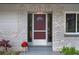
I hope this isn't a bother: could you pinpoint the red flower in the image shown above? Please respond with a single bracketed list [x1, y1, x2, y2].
[21, 42, 28, 47]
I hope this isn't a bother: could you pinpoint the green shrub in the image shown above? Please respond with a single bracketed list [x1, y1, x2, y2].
[60, 47, 78, 55]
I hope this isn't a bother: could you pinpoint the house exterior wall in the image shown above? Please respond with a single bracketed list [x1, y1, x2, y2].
[0, 4, 79, 51]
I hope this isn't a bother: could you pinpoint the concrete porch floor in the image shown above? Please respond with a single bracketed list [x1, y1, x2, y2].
[20, 46, 61, 55]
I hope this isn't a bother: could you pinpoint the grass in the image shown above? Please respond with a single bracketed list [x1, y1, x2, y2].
[60, 47, 79, 55]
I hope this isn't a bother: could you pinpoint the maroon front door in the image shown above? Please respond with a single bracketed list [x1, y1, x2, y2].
[32, 14, 47, 45]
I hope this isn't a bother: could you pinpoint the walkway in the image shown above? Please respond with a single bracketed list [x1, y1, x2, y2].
[21, 46, 60, 55]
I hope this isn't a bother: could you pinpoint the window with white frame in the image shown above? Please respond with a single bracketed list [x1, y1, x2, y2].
[66, 13, 79, 33]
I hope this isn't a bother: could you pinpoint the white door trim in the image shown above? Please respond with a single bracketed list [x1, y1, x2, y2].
[32, 13, 48, 46]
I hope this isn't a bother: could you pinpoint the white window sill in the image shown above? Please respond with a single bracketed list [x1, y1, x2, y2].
[65, 33, 79, 35]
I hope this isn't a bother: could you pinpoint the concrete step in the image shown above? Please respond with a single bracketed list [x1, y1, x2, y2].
[21, 46, 60, 55]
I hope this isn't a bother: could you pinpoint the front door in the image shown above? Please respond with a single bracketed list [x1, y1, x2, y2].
[32, 13, 48, 46]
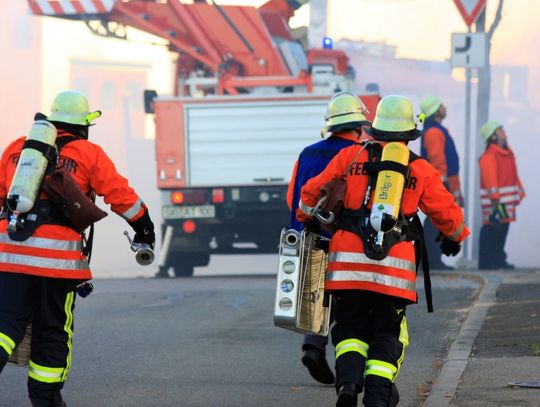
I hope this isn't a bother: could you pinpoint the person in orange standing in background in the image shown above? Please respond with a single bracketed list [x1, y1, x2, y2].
[297, 95, 470, 407]
[0, 91, 155, 407]
[420, 96, 463, 270]
[478, 120, 525, 270]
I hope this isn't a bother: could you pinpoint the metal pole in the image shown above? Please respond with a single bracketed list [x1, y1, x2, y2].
[463, 68, 475, 262]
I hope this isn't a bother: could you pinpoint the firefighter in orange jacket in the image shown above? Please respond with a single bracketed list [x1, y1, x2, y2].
[298, 95, 469, 407]
[0, 91, 155, 407]
[287, 92, 369, 384]
[420, 96, 463, 270]
[478, 121, 525, 269]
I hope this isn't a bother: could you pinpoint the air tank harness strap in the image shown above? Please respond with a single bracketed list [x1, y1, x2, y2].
[363, 161, 410, 179]
[2, 199, 71, 242]
[412, 214, 433, 312]
[22, 139, 58, 164]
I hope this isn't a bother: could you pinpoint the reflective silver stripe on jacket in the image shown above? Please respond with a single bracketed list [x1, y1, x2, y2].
[0, 253, 88, 270]
[298, 200, 315, 216]
[328, 252, 416, 273]
[120, 198, 144, 221]
[0, 233, 82, 252]
[326, 270, 416, 292]
[450, 222, 465, 241]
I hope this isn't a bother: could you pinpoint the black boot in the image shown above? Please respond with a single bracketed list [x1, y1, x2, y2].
[29, 379, 66, 407]
[336, 382, 358, 407]
[302, 347, 336, 384]
[362, 375, 399, 407]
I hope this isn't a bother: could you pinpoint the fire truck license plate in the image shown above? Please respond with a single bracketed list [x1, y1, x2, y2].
[162, 205, 216, 219]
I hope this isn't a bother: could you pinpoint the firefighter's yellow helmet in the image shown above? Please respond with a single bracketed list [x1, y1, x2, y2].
[47, 90, 101, 126]
[480, 120, 502, 143]
[420, 95, 442, 117]
[322, 92, 369, 133]
[372, 95, 420, 140]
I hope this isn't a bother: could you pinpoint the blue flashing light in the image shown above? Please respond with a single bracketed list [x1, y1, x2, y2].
[323, 37, 334, 49]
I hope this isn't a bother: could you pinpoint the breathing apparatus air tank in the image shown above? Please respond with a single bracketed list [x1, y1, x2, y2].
[6, 120, 56, 232]
[369, 141, 409, 234]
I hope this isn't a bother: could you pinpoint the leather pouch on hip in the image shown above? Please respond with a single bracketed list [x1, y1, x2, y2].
[43, 170, 107, 232]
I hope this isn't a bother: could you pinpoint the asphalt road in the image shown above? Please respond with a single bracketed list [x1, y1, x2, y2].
[0, 271, 479, 407]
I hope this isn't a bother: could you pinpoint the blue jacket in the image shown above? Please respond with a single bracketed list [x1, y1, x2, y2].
[289, 134, 355, 231]
[420, 120, 459, 177]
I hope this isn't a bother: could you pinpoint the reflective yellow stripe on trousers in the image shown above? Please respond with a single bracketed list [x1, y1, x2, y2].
[0, 332, 15, 357]
[336, 338, 369, 359]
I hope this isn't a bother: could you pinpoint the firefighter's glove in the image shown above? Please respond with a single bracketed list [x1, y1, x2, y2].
[304, 219, 321, 235]
[129, 211, 156, 249]
[436, 234, 461, 256]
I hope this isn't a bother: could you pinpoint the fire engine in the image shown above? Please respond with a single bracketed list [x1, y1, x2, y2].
[28, 0, 379, 276]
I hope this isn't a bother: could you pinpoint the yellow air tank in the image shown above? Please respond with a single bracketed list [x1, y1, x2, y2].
[369, 141, 409, 232]
[6, 120, 56, 231]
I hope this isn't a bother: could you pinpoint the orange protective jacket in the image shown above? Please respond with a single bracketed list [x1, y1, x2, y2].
[0, 130, 146, 280]
[297, 145, 470, 302]
[479, 144, 525, 224]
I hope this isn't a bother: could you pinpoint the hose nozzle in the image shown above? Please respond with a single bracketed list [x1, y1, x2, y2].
[124, 230, 155, 266]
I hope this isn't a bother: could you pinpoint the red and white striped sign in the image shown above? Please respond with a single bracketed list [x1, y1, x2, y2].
[28, 0, 116, 16]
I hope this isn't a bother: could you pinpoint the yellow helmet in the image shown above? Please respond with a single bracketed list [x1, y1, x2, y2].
[47, 90, 101, 126]
[322, 92, 368, 133]
[480, 120, 502, 143]
[372, 95, 420, 140]
[420, 96, 442, 117]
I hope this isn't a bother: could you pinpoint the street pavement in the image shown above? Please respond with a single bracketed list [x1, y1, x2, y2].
[0, 275, 480, 407]
[0, 262, 540, 407]
[424, 270, 540, 407]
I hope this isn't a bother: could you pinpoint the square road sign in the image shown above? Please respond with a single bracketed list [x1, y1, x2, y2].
[450, 33, 487, 68]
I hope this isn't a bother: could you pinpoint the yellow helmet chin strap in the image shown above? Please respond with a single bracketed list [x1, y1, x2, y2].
[85, 110, 101, 124]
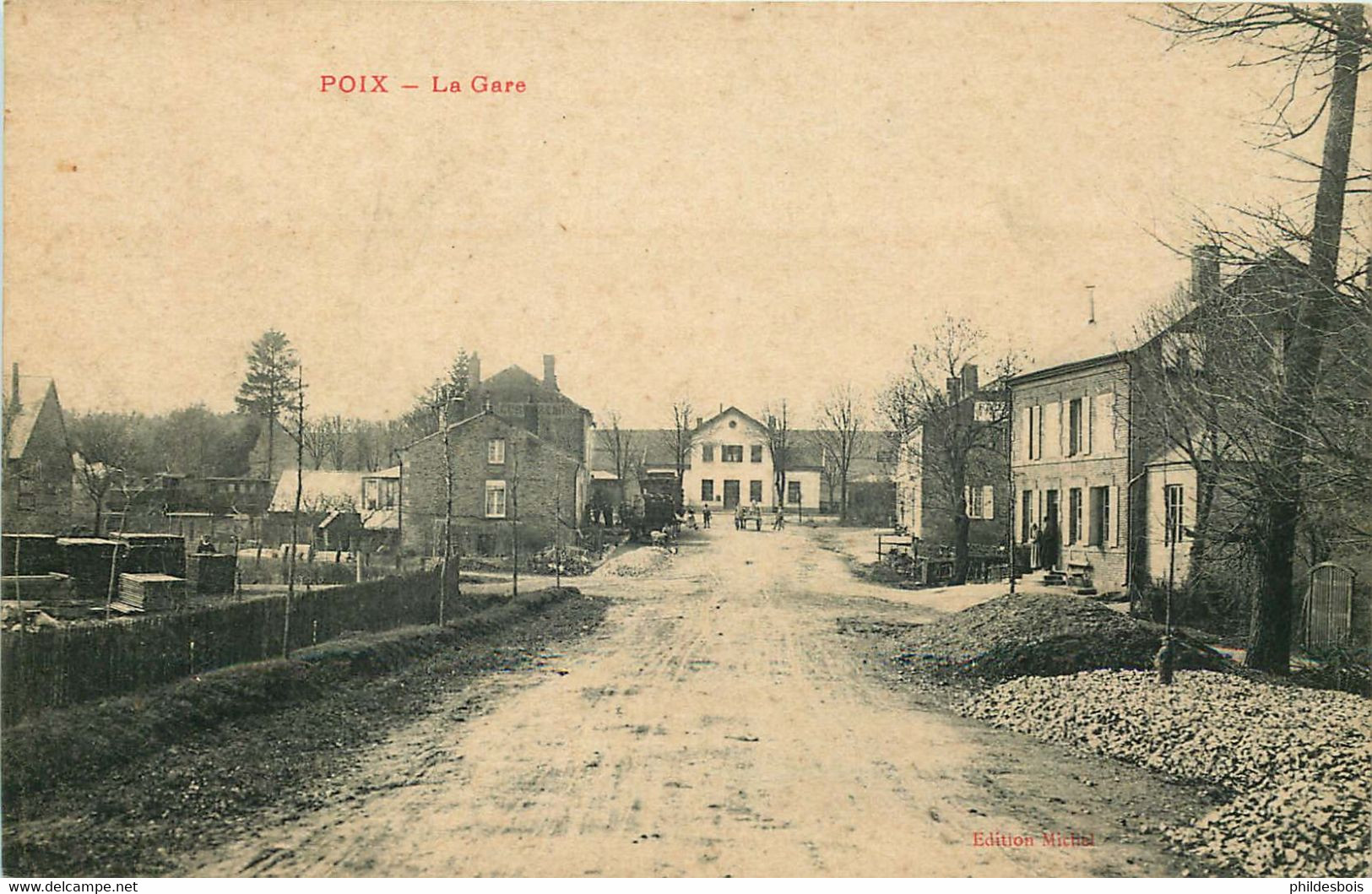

**Exercise directions:** Give the lines above as a numbered list, without the blank lines and without the pictures.

**Complete response:**
1. I hope this isn't a bother: could you pinpoint the red flower in the image shown above? Please respond with a single bracketed list [x1, y1, x2, y2].
2. [21, 42, 28, 47]
3. I hope this isn't a bother: could you pinpoint the green shrub in the image shown above? Please respond with a single bracketed list [x1, y1, x2, y2].
4. [60, 47, 78, 55]
5. I hope this isn't a bother: could you pinpoint the house exterior wall in the image shown above? Please respond with a single bracketed list [x1, y1, x2, y2].
6. [0, 4, 79, 51]
7. I hope this isn't a bother: could you pinpoint the concrete porch floor in the image shown above? Please respond with a single bracketed list [x1, y1, x2, y2].
8. [20, 46, 61, 55]
9. I hope this isn't a bother: could you pinpoint the grass in the image shown above? Please respond with a single bracketed list [x1, y1, x2, y2].
10. [60, 47, 79, 55]
11. I hope this isn't a bother: could you pinpoint the maroon front door in the image shown above? Please respond with a single bracketed list [x1, y1, x2, y2].
12. [32, 14, 47, 45]
13. I hope this isn't a bother: could you pinpoint the walkway in the image shown above? Please respond with a single bracketed list [x1, y1, x2, y2].
14. [21, 46, 60, 55]
15. I hope this isn't a bother: could you pinpoint the window with white frame in the image shown above? Please respond with a single bracketed list [x1, y1, x2, y2].
16. [66, 13, 79, 33]
17. I hope this isn't a bother: could you pinpoint the white door trim in the image shown above? Please respond with a single bracketed list [x1, y1, x2, y2].
18. [32, 13, 48, 46]
19. I hope this isn't a bother: could you pinpoint the white window sill in the image shown above? Please respond with a single bracketed list [x1, y1, x2, y2].
20. [65, 33, 79, 35]
21. I hope this isn't a bother: could you pinpoint the concrete step in the image shown above? Please respond with a single bracketed list [x1, y1, x2, y2].
22. [21, 46, 60, 55]
23. I hope this isn't a bother: could you pinpoint the front door in the image shown above? Please respond with a single bracketed list [x1, y1, x2, y2].
24. [32, 13, 48, 46]
25. I hope this isn't a bother: could you pinpoint the person in orange standing in background in the image shown above? Please respond with a single bracketed list [x1, y1, x2, y2].
26. [297, 95, 470, 407]
27. [0, 91, 155, 407]
28. [420, 96, 463, 270]
29. [478, 120, 525, 270]
30. I hope this isn't a bother: could you pinpoint the metal pole in the image shown above? Please respond with a single bracketed list [x1, y1, x2, y2].
31. [463, 68, 475, 262]
32. I hope this isn't a bother: could you pinpoint the firefighter in orange jacket in the image shown above? Please respond with a single bracketed list [x1, y1, x2, y2].
33. [298, 95, 469, 407]
34. [0, 91, 155, 407]
35. [287, 92, 369, 384]
36. [420, 96, 463, 270]
37. [478, 121, 525, 269]
38. I hope this isn't a bother: could you pinpoint the air tank harness strap in the image shown above? Please respond with a single bracketed list [x1, y1, x2, y2].
39. [363, 161, 410, 179]
40. [2, 199, 71, 242]
41. [412, 214, 433, 312]
42. [22, 139, 58, 164]
43. I hope this isn't a bother: could you pinpoint the reflective silver stripe on jacket in the image shown above? Please respond with a single bracketed list [x1, y1, x2, y2].
44. [0, 253, 88, 270]
45. [298, 200, 315, 216]
46. [328, 252, 416, 273]
47. [120, 198, 144, 221]
48. [0, 233, 82, 252]
49. [326, 270, 416, 292]
50. [450, 222, 465, 241]
51. I hope this isn't a bother: could you pinpoint the black boot in the image shown above? Please respond with a single bracketed list [x1, y1, x2, y2].
52. [29, 379, 66, 407]
53. [336, 382, 358, 407]
54. [302, 347, 336, 384]
55. [362, 375, 399, 407]
56. I hope this isn't a bother: could you pinpoint the fire truck license plate in the image shown above? Please respond with a single bracketed list [x1, y1, x2, y2].
57. [162, 205, 216, 219]
58. I hope this isn't a bother: could you pinpoint the firefighter's yellow helmet in the image shown above? Please respond with a single bracketed list [x1, y1, x2, y2].
59. [47, 90, 101, 126]
60. [480, 120, 502, 143]
61. [420, 95, 442, 117]
62. [322, 92, 369, 133]
63. [372, 95, 420, 140]
64. I hope this isn't a bother: could you pinpoint the blue flashing light in the image shown above? Please respond with a single bracketed list [x1, y1, x2, y2].
65. [323, 37, 334, 49]
66. I hope this isn't a bother: could you pinpoint the breathing apparatus air tank in the image shown above? Please respond with a single bracketed list [x1, y1, x2, y2].
67. [6, 120, 56, 232]
68. [369, 141, 409, 234]
69. I hope this isn't a bother: could you pinpoint the leather pouch on hip in the image shown above? Please respond with a single bracketed list [x1, y1, x2, y2].
70. [43, 170, 107, 232]
71. I hope this isn't a bother: could you pinpoint the asphalt road in the image shown above? Please respond with a single bracketed list [x1, y1, x2, y2].
72. [0, 271, 479, 407]
73. I hope this isn't a bother: could you pinpoint the blue jacket in the image shown above? Please respond with a single bracketed list [x1, y1, x2, y2].
74. [289, 134, 355, 231]
75. [420, 120, 459, 177]
76. I hope this isn't a bother: could you pinpoint the reflective yellow stripe on trousers in the image shown above? Please respond with a single bracketed list [x1, y1, x2, y2].
77. [0, 332, 15, 357]
78. [336, 338, 369, 359]
79. I hope this isn't a bother: could you pinpoint the firefighter's glove in the image shown above? Please respond with a single bracketed list [x1, y1, x2, y2].
80. [304, 219, 321, 235]
81. [129, 211, 156, 249]
82. [436, 234, 461, 256]
83. I hope this isn't a bother: could you pinpoint the fire engine in the image shown above? Please respond with a single bracketed list [x1, y1, x2, y2].
84. [28, 0, 379, 276]
85. I hope this isn't a bother: could you pinpoint the yellow air tank in the image shown above? Please respond with a single bracketed list [x1, y1, x2, y2].
86. [369, 141, 409, 232]
87. [6, 120, 56, 231]
88. I hope this isn't a bother: could you pinpoint the orange protective jacket in the image shown above? Please respond with a single bracketed list [x1, y1, x2, y2].
89. [0, 130, 146, 280]
90. [297, 145, 470, 302]
91. [479, 144, 525, 224]
92. I hope this isn't a bother: could you pinpoint the hose nozzle in the image shown above? Please respond with a single bracketed list [x1, y1, x2, y2].
93. [124, 230, 155, 266]
94. I hope this isn't a bother: could you pinpoint the red and white striped sign in the image shown above? Please respond with a single bracketed list [x1, y1, x2, y2].
95. [28, 0, 116, 16]
96. I hope this isn't a bother: could you pinpoint the yellow helmet in the image shown above? Please respond with a single bracketed list [x1, y1, x2, y2].
97. [47, 90, 101, 126]
98. [322, 92, 368, 133]
99. [480, 120, 502, 143]
100. [372, 95, 420, 140]
101. [420, 96, 442, 117]
102. I hope this isn't a bother: could you pinpoint the street pavement in the image shown above? Please respond with a single bracketed list [x1, y1, x2, y2].
103. [0, 275, 480, 407]
104. [0, 262, 540, 407]
105. [424, 270, 540, 407]
106. I hope this isn't a bother: could you pinpoint the square road sign in the image shown above? Please respond with a single bracketed list [x1, y1, x2, y2].
107. [450, 33, 487, 68]
108. I hope this isn't a bother: could you pinpoint the yellow helmet chin strap in the image shown above? Please respond with a single bracketed list [x1, y1, x2, y2].
109. [85, 110, 101, 124]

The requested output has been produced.